[Data listing]
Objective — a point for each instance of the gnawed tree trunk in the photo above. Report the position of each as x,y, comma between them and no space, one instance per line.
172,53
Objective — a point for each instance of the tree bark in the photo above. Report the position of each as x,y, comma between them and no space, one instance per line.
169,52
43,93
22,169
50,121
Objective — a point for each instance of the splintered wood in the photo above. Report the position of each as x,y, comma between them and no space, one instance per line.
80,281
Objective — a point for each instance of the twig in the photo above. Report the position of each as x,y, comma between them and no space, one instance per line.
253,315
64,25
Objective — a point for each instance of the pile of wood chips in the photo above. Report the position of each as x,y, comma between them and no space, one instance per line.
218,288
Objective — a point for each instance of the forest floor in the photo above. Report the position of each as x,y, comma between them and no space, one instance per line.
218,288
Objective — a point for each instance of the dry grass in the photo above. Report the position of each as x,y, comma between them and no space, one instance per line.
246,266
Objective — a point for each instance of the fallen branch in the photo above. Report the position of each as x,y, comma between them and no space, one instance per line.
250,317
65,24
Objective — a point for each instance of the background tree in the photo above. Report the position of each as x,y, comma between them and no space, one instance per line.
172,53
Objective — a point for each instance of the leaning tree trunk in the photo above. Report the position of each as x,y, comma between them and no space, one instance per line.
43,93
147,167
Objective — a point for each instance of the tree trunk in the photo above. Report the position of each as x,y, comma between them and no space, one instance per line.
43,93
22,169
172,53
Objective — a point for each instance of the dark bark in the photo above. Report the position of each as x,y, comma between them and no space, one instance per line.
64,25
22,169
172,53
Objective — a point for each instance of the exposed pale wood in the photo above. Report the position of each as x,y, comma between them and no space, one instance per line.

Required work: Put every line above into a Markdown table with two columns, "Row" for the row number and "Line" for the line itself. Leave out any blank lines.

Task result:
| Row | Line |
|---|---|
| 1 | Objective — a point for each instance of the gnawed tree trunk in the photo above. Report the position of each as x,y, comma between them and no space, one instance per line. |
| 2 | 172,53 |
| 3 | Objective — a point for each instance of the tree bark in the photo above. Report the position of each as x,y, comma between them and no space, one instance per line. |
| 4 | 169,52 |
| 5 | 43,93 |
| 6 | 22,169 |
| 7 | 50,121 |
| 8 | Objective — a point for each instance of the splintered wood in the photo above. Report the position of each as x,y, comma between them and no space, one instance per line. |
| 9 | 80,281 |
| 10 | Objective — a point for each instance of the twig in the photo above. Report the position of each as x,y, comma between them and no space, one instance per line. |
| 11 | 253,315 |
| 12 | 64,25 |
| 13 | Objective — a point for each instance of the pile of wood chips in the photo above. Report the position of each as x,y, comma between them and no space, one instance per line. |
| 14 | 218,288 |
| 15 | Objective — a point for each instance of the forest floor in the photo above. Report the position of each as x,y, comma between them and no space, one instance per line. |
| 16 | 218,288 |
| 17 | Objective — a point for each instance of the dry grass in the photo above. Report the position of each as x,y, comma between them and no space, one instance per line. |
| 18 | 246,266 |
| 19 | Objective — a point for each instance of the fallen branch in the photo above. Report the position of each as x,y, comma between them and no space, one instance per line. |
| 20 | 250,317 |
| 21 | 65,24 |
| 22 | Objective — a point for each instance of the background tree in the photo above. Report the position of each as x,y, comma between them and no space, one instance per line. |
| 23 | 172,53 |
| 24 | Objective — a point for each instance of the leaning tree trunk in the photo above. Report the position of each as x,y, comma between them and no space, one instance per line. |
| 25 | 43,93 |
| 26 | 147,167 |
| 27 | Objective — a point for each instance of the tree trunk in the photo above. Report the position of each as x,y, comma between them and no space, one instance per line. |
| 28 | 43,93 |
| 29 | 22,169 |
| 30 | 172,53 |
| 31 | Objective — a point for each instance of the dark bark in the photo above. Report the position of each as x,y, comma between them and no space, one instance per line. |
| 32 | 64,25 |
| 33 | 22,169 |
| 34 | 172,53 |
| 35 | Objective — a point for each instance of the exposed pale wood in the photo above. Report the position of each as x,y, comma between them and no space, one instance per line. |